» **Work instructions**:
Please extract every line of the records below that contains the word "window", copying each line in full.

» **Entries supplied**:
....................
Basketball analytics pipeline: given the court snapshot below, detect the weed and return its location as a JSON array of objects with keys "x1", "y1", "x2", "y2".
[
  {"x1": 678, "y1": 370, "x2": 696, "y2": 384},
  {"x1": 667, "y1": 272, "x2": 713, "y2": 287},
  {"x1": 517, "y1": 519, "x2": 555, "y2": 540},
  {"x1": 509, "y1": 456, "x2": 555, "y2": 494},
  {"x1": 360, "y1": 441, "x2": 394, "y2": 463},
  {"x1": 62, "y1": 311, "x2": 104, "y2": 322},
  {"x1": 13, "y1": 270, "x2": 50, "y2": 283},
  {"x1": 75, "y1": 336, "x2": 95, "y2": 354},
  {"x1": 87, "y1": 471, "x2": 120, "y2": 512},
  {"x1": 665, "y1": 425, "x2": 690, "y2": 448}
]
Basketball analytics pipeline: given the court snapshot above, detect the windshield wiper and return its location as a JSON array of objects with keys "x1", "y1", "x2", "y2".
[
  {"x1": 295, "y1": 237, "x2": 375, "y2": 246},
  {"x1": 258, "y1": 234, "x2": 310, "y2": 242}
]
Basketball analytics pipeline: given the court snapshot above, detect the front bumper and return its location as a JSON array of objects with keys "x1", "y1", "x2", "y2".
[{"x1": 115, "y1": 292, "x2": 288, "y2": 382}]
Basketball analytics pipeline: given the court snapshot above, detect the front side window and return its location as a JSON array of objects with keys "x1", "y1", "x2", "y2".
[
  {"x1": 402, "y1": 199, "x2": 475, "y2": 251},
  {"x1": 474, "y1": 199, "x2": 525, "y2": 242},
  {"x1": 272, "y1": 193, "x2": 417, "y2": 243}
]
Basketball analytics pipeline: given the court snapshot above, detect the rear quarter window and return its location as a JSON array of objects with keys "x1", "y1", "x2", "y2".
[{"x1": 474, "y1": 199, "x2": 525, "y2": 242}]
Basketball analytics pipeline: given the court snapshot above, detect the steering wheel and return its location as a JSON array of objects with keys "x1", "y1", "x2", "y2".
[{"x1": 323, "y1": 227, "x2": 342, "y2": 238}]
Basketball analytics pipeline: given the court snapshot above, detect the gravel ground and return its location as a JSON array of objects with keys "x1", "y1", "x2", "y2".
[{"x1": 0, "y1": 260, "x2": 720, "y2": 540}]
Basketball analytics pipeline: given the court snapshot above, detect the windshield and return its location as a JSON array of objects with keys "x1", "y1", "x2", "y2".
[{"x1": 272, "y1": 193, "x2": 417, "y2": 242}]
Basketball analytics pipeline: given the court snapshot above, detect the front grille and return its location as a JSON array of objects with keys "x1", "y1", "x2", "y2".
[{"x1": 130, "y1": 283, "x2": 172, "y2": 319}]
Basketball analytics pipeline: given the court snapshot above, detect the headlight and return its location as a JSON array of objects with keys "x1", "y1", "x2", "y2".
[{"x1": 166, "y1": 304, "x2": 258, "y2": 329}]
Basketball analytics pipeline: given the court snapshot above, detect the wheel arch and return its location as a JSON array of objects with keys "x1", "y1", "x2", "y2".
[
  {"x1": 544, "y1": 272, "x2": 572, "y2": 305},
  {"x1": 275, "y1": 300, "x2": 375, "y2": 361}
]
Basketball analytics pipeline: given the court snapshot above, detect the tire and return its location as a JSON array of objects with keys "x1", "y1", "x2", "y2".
....................
» **Task result**:
Basketball analytics pipeline: given the court snapshot above, detect the front side window and return its location as a JSON array of objects with keys "x1", "y1", "x2", "y2".
Basketball analytics pipeline: given the court snapshot above, detect the rear quarter window and return its location as a JSON array of objects with keys "x1", "y1", "x2", "y2".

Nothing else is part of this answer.